>> BEGIN Excerpted data
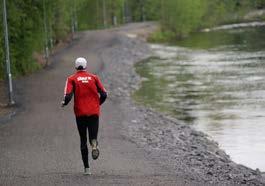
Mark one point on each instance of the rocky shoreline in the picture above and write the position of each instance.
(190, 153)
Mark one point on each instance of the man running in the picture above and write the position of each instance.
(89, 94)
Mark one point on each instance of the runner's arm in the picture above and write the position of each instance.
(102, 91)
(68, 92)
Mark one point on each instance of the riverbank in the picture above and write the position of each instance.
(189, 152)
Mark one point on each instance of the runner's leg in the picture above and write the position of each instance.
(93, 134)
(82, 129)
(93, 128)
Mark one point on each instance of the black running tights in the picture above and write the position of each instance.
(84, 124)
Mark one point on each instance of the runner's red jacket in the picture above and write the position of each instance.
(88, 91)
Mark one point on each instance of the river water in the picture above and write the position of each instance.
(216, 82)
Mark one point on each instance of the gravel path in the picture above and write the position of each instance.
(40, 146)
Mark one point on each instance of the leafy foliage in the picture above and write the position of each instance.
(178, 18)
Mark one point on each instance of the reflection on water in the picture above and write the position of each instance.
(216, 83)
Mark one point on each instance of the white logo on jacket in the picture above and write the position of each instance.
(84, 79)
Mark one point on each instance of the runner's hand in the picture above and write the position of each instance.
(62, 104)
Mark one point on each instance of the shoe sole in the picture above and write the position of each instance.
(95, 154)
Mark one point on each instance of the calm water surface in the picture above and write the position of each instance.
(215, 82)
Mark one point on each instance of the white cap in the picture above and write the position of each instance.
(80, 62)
>> END Excerpted data
>> BEGIN Excerpted data
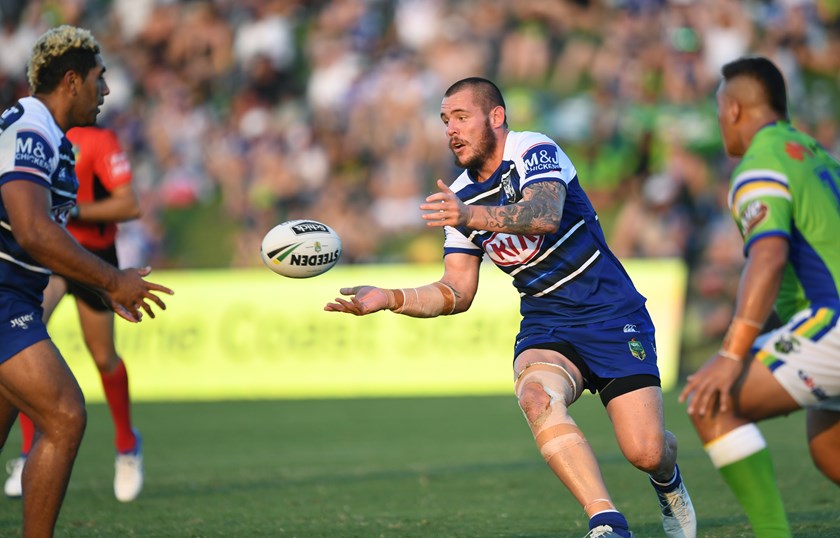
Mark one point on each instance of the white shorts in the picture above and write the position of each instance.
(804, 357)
>> END Excerpted data
>> BEGIN Excerpted data
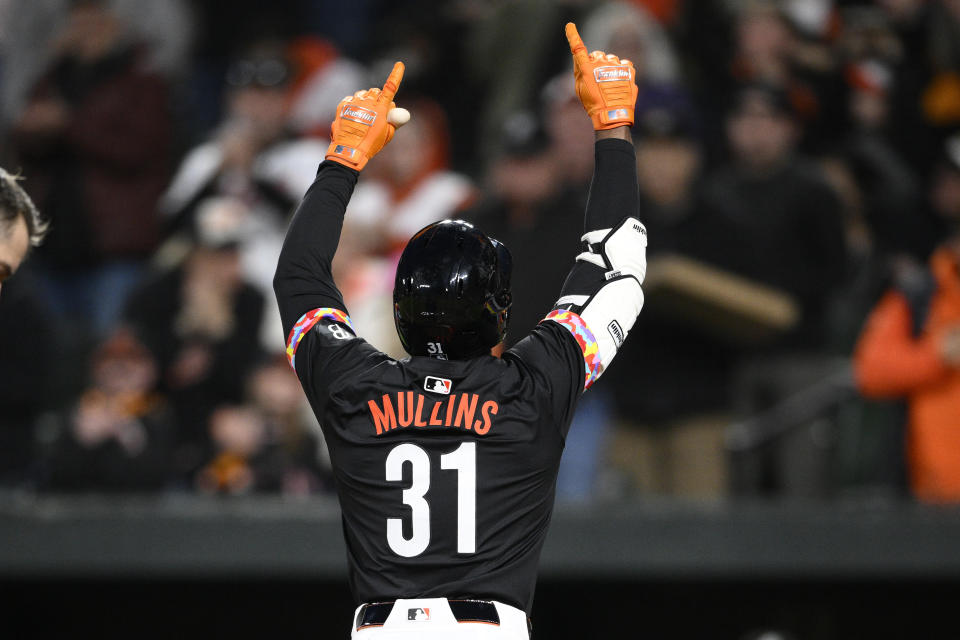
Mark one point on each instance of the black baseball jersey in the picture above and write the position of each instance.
>> END Excerpted data
▶ [What is expected] From the records above, extract every line that contains the word "white" and copy each one in full.

▶ [Final result]
Mark one point on each instance of the white logo on jacket in the picture above and write the position of each instance.
Mark one point on each instance of the white cap in the picture above and write the position of each instance.
Mark one point on each instance of the white shorts in the picture above and write the position of each instance.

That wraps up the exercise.